- _Instructions to follow_: Rewrite the listing below, swapping every "bounding box" for "rectangle" and keeping everything else unchanged. Omit the pictures from your answer.

>> start Task input

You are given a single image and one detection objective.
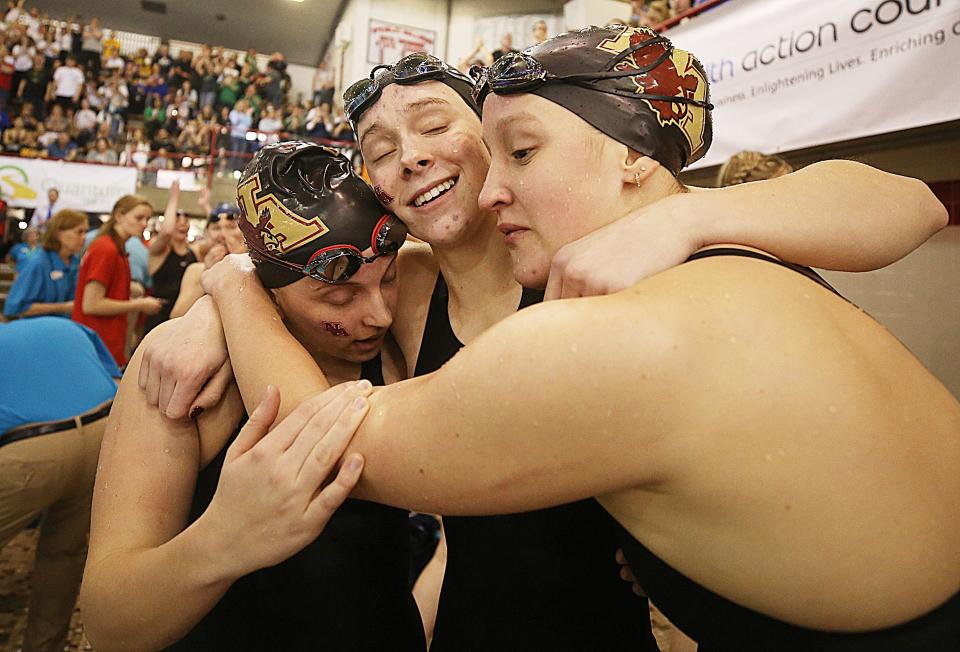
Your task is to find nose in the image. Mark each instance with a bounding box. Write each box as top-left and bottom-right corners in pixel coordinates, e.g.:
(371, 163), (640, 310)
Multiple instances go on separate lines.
(400, 141), (433, 179)
(478, 164), (513, 211)
(363, 288), (393, 329)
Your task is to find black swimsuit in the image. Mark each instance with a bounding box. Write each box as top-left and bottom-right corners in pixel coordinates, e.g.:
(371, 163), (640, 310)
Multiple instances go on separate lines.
(618, 249), (960, 652)
(415, 276), (657, 652)
(170, 356), (426, 652)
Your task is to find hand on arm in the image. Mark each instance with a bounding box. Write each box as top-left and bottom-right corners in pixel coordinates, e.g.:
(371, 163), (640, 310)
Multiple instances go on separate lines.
(148, 180), (180, 255)
(546, 161), (947, 299)
(81, 358), (369, 650)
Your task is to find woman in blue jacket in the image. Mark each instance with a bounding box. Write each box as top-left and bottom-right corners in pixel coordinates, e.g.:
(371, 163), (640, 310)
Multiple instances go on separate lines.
(3, 210), (87, 318)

>> end Task input

- _Full solution_:
You are given a single image and one detection objective.
Your task is to find nose in the image. Mark each instance with a rectangle. Write each box as top-left and bottom-right corners in pixel coordinates, e.g.:
(371, 163), (640, 310)
Multiple instances go on separate lines.
(400, 141), (433, 179)
(478, 164), (513, 211)
(363, 288), (393, 329)
Your task is to find black swimsuit in the image. Mark each instance with a rectangle. Write each box as top-left and bottom-right corners in pixel coordinates, e.g.:
(371, 163), (640, 310)
Multiple instances go on separate lines.
(618, 249), (960, 652)
(415, 276), (657, 652)
(170, 356), (426, 652)
Your task is to find hand on arm in the image. Mark each instance with a rectangle. Write each box as top-left and bottom-right corners in pixel coordinates, e.g.:
(371, 163), (640, 310)
Multiple instances go on separate lines.
(148, 180), (180, 255)
(546, 161), (947, 299)
(81, 358), (369, 650)
Your task is to find woman in blue jacket in the image. Mark each instance with a rectangle. Write each box as top-left and bottom-right corners in pixel coordinates, e.g.:
(371, 163), (640, 310)
Multiple instances go on separate lines.
(3, 210), (87, 318)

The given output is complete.